Tasks to carry out:
- a) From the passage on Gill St Bernard's boys soccer, list the five championship titles the team won in 2019.
- b) Please copy the stretch of the passage on Gill St Bernard's boys soccer from "In 2019, with" through "eight All-Conference honors." word for word.

Source passage:

BEGIN

In 2019, with DiBisceglie as Assistant Coach for Bednarsky, Gill St Bernard began their pre-season in Portugal (3W-1D-1L), and then went on to win five championships titles: NJSIAA States, NJSIAA Sectionals, Somerset County (first in school history), Prep-B, and the Skyland-Raritan regular season Division. The Knights finished the 2019 campaign ranked No. 5 in all of New Jersey boys high school soccer with a 20–3 record and the five titles. The Gill St Bernard coaching staff groomed their 2019 players to three All-State, five All-Section, and eight All-Conference honors.

In 2020, DiBisceglie was promoted to Bednarsky's first assistant coach for Gill St Bernards. The Knights enjoyed an undefeated season as they posted a 20-0-3 record (13-0-1 NJSIAA, 7-0-2 Prep/County Tournament play). GSB won their sixth NJ state championship and finished ranked as the No. 1 boys high school team in New Jersey. The Knights were also ranked as the No. 4 boys high school soccer team in the United States.

In 2021, DiBisceglie was promoted to co-Head Coach for Gill St Bernard's Boys Soccer. Despite losing five of seven matches from Sept 27-Oct 16, Head Coaches Bednarsky and DiBisceglie guided the team to a 12-7-3 record. The Knights concluded their 2021 campaign with their 4th consecutive and 7th overall NJ state championship by defeating Princeton Day 3–1 on Nov 14, 2021.

In 2022, Bednarski and DiBisceglie co-coached the Gill St. Bernard's Knights to their eighth New Jersey State Championship and their fifth consecutive NJSIAA Non-Public B State Championship, achieved on November 15, 2023. The Knights concluded the season with a 16–6–1 record, triumphing over the Non-Public B South Sectional Champions, St. Rose, in a thrilling championship match. After 100 minutes of play ended in a 0–0 draw, the match was decided by penalty kicks, where Gill St. Bernard's emerged victorious with a 3–2 win. This championship win came almost twelve years to the day when GSB won their first ever NJSIAA Non-Public B State Championship, also over St. Rose. In that 2010 title match, DiBisceglie, as a player, scored two assists in the 3–0 win over St. Rose.

In 2023, DiBisceglie and Bednarski guided the Gill St. Bernard's Knights to their sixth consecutive and ninth overall State Championship. The Knights, as the #1 seed, advanced to the State title match by dominating the four-round, single-elimination North Jersey Sectionals. From October 27 through November 7, they scored 21 goals while conceding only 1. Then on November 10, the Non-Public B Northern Champion Knights defeated the Southern Jersey Non-Public B Champs, Moorestown Friends 5–0.

END

Entries provided:

BEGIN

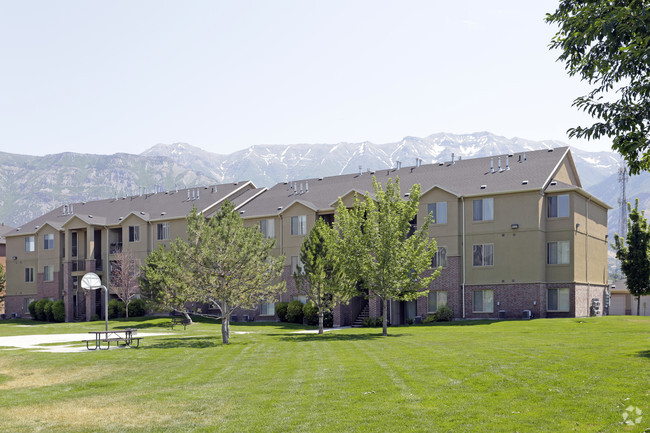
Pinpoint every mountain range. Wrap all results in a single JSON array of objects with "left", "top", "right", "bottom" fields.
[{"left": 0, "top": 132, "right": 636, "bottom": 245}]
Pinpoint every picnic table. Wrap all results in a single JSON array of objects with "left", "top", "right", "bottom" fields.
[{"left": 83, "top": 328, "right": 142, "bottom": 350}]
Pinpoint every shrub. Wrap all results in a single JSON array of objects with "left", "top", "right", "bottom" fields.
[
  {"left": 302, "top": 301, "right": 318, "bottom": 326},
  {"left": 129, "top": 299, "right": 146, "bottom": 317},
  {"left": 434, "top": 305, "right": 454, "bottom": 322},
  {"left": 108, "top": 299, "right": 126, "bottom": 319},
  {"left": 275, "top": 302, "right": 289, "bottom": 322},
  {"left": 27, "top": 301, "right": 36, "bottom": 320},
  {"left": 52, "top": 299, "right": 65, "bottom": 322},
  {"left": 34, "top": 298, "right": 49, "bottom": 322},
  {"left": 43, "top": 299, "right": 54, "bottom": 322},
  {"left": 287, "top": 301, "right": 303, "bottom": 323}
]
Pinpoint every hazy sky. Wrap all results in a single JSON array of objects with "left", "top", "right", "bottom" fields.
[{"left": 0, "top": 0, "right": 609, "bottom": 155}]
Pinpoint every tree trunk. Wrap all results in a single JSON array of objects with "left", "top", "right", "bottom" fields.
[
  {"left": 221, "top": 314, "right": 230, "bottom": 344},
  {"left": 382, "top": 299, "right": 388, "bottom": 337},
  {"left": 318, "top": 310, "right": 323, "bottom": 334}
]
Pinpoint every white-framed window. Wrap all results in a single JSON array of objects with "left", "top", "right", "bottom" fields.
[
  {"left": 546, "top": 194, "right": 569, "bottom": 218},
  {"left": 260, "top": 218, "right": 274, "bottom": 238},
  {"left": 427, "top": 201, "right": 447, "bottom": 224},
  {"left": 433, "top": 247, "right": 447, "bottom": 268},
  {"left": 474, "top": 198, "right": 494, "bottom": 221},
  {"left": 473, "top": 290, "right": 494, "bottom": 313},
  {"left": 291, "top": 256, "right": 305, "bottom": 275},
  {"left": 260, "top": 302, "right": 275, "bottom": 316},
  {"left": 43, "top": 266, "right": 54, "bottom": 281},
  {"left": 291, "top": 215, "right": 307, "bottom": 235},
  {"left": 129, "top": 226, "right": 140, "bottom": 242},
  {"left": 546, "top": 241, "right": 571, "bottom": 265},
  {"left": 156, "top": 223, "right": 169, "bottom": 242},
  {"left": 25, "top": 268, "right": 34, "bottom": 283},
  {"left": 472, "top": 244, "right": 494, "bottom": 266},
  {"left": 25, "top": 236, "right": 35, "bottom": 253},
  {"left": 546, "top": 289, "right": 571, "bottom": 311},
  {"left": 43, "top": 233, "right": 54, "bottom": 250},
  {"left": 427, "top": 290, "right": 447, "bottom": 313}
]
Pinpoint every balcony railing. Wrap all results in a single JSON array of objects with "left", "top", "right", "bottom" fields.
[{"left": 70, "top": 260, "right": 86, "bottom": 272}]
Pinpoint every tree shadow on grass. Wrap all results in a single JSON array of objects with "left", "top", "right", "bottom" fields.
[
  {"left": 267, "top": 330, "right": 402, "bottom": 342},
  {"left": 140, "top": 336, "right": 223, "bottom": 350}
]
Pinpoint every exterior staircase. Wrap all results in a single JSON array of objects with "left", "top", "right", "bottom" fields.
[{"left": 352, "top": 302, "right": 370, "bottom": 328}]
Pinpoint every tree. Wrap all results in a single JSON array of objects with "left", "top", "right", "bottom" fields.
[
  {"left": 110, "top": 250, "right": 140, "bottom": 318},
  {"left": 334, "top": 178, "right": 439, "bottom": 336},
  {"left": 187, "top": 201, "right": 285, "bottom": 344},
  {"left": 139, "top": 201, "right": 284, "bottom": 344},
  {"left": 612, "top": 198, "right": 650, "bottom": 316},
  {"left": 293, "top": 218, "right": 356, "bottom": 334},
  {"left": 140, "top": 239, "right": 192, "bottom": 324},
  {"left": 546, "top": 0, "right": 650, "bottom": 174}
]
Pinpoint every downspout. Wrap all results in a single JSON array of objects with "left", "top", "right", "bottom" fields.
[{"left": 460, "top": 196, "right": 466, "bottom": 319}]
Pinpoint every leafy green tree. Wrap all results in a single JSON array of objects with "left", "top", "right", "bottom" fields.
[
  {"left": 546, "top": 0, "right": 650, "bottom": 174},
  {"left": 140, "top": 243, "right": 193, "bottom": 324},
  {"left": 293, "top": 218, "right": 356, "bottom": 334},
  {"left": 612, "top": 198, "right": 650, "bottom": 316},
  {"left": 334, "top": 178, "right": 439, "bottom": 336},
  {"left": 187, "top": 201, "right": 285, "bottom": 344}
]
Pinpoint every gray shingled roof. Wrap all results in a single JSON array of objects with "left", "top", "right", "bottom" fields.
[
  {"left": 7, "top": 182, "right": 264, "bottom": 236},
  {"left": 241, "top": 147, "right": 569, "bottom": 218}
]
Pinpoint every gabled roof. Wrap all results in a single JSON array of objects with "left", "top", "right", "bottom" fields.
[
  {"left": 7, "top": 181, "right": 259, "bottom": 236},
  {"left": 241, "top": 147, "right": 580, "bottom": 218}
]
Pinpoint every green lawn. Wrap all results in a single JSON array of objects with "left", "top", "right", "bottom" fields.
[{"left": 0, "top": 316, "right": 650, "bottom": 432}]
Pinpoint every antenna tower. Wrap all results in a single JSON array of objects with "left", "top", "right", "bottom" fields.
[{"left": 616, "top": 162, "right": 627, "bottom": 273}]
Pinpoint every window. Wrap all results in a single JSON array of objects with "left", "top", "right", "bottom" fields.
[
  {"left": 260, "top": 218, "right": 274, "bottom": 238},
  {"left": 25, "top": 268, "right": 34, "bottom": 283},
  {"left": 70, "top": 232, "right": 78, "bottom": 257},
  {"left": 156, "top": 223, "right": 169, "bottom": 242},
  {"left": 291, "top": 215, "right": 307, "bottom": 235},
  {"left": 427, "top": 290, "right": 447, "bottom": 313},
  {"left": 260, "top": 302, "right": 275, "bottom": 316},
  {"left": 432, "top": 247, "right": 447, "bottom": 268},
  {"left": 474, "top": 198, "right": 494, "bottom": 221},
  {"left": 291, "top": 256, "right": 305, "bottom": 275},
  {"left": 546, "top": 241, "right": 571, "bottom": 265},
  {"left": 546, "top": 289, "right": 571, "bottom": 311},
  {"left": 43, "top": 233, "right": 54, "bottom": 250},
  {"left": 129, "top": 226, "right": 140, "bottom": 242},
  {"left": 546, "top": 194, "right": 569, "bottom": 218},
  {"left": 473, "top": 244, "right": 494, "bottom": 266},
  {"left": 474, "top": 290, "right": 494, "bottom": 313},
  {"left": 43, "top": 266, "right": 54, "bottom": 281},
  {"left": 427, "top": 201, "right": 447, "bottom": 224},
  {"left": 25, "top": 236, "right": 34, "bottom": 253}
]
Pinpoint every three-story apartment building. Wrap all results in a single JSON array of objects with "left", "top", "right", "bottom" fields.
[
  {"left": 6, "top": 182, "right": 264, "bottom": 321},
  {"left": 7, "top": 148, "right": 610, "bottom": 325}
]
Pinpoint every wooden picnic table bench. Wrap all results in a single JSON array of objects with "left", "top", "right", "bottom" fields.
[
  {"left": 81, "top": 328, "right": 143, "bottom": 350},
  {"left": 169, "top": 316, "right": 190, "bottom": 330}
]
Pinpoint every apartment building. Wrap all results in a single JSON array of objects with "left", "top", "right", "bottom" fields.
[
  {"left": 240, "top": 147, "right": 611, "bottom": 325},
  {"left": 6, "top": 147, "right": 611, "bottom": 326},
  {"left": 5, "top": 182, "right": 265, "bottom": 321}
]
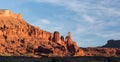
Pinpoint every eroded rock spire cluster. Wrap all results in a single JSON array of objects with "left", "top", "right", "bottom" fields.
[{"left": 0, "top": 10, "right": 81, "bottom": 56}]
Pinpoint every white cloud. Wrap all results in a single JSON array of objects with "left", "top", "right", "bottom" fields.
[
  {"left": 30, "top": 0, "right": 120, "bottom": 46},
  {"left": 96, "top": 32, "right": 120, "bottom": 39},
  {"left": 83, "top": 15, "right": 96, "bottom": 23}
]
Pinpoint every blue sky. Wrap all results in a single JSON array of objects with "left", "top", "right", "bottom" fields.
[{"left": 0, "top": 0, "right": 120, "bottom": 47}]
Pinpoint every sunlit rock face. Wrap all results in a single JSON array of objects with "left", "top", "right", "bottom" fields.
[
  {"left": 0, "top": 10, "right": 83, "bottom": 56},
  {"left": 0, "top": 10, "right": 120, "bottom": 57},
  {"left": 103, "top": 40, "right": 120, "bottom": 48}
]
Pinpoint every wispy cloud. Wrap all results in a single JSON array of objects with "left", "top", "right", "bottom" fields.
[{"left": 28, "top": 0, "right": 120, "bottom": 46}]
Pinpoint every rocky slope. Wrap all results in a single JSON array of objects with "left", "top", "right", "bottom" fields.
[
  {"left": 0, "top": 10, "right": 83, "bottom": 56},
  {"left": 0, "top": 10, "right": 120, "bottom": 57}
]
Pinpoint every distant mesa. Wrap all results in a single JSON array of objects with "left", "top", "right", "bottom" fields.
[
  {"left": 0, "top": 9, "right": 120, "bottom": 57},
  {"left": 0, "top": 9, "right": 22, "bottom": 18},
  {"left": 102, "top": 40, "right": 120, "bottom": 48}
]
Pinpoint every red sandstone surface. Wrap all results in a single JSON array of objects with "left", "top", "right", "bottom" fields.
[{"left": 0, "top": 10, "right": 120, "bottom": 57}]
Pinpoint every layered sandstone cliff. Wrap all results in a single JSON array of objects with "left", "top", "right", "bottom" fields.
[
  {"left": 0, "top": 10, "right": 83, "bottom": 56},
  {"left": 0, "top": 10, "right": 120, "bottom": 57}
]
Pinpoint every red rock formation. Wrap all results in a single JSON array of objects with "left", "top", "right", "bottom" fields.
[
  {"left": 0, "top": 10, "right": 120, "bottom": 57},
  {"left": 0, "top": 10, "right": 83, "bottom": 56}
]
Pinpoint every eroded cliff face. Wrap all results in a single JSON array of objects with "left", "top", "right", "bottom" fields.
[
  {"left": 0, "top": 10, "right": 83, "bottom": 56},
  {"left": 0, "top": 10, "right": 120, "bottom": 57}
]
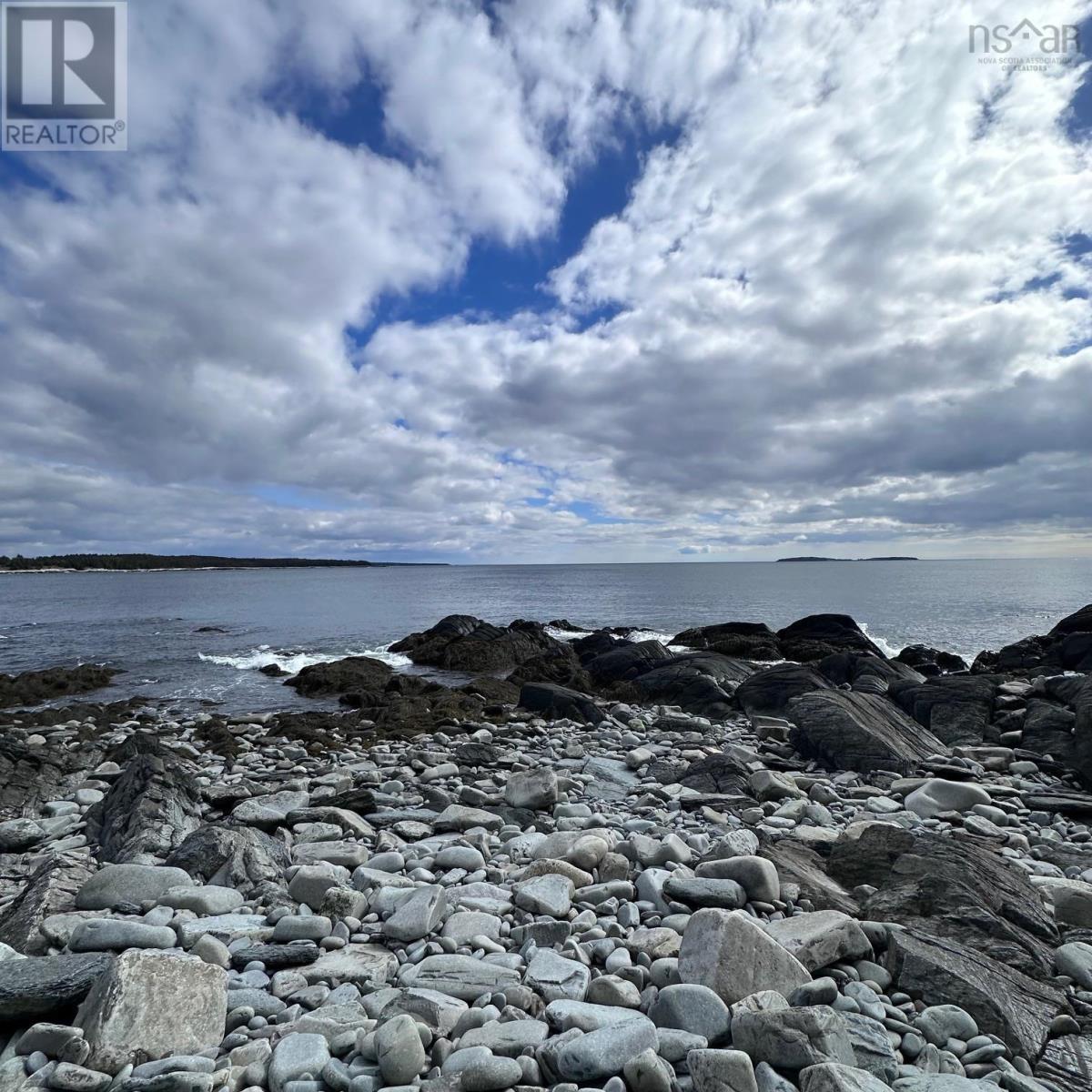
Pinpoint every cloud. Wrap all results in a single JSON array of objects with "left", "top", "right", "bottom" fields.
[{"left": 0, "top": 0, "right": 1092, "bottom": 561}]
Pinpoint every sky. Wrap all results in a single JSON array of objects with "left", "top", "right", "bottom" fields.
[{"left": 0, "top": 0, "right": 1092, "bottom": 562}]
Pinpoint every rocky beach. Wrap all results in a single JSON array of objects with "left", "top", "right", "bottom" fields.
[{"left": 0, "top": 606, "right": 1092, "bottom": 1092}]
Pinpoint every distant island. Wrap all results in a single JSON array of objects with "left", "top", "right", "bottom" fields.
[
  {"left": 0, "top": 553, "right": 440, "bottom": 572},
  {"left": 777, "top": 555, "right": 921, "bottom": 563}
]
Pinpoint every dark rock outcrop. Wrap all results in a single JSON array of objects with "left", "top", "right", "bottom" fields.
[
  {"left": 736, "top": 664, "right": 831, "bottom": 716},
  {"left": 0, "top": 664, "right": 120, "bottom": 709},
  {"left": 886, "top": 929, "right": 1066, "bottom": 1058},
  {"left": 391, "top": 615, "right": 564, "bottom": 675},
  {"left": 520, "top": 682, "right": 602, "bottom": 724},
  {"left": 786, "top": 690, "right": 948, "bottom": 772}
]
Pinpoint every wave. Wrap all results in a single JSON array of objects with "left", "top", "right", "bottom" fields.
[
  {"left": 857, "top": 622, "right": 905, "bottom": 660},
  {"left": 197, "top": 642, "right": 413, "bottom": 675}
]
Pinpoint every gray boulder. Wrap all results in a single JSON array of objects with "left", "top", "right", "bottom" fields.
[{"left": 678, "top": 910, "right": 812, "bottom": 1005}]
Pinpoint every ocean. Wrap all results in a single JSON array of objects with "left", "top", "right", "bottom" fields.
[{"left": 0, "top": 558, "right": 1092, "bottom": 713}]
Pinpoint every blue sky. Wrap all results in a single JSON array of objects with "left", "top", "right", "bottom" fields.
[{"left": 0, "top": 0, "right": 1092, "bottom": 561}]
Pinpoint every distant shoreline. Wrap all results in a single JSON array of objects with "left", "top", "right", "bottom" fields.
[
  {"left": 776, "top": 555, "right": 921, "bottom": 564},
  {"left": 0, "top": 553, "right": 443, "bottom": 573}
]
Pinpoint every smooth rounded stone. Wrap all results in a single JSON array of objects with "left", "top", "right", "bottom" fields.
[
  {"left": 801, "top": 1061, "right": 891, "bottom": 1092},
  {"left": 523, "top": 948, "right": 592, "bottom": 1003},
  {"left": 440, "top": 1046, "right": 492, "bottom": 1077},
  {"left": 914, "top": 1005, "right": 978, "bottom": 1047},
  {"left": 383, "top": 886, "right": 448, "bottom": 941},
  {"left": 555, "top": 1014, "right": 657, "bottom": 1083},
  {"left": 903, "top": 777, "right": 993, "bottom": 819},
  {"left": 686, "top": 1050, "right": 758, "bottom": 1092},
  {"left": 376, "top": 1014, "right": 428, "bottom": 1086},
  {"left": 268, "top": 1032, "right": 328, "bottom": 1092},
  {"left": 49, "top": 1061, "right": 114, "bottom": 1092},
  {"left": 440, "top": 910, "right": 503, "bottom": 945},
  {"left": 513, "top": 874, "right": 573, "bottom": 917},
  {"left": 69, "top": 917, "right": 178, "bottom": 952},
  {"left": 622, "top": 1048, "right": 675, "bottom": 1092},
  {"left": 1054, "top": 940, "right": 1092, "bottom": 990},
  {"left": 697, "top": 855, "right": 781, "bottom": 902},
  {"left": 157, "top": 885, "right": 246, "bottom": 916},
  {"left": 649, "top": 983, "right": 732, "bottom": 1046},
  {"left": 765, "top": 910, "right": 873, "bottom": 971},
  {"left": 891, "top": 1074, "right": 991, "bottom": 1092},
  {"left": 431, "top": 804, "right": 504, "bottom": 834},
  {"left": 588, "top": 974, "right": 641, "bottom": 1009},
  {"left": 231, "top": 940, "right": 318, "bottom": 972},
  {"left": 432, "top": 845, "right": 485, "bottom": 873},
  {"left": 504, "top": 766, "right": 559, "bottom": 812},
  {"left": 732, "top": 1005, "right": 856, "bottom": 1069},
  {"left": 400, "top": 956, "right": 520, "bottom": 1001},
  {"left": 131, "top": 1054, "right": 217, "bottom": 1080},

END

Solutions to each task:
- a)
NJSIAA States
NJSIAA Sectionals
Somerset County
Prep-B
Skyland-Raritan regular season Division

- b)
In 2019, with DiBisceglie as Assistant Coach for Bednarsky, Gill St Bernard began their pre-season in Portugal (3W-1D-1L), and then went on to win five championships titles: NJSIAA States, NJSIAA Sectionals, Somerset County (first in school history), Prep-B, and the Skyland-Raritan regular season Division. The Knights finished the 2019 campaign ranked No. 5 in all of New Jersey boys high school soccer with a 20–3 record and the five titles. The Gill St Bernard coaching staff groomed their 2019 players to three All-State, five All-Section, and eight All-Conference honors.